## YOUR ASSIGNMENT:
Each line below that holds the word "several" counts once; state the total number of such lines and nothing else.

==== TASK INPUT ====

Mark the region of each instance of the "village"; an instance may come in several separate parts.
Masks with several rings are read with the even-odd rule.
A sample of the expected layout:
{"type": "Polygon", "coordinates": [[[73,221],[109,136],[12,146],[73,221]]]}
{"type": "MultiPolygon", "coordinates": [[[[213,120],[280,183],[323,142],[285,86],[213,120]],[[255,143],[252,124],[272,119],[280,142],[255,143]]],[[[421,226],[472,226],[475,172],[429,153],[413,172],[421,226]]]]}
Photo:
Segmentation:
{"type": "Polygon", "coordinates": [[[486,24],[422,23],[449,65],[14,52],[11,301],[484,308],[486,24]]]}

====

## RESPONSE TO THIS TASK:
2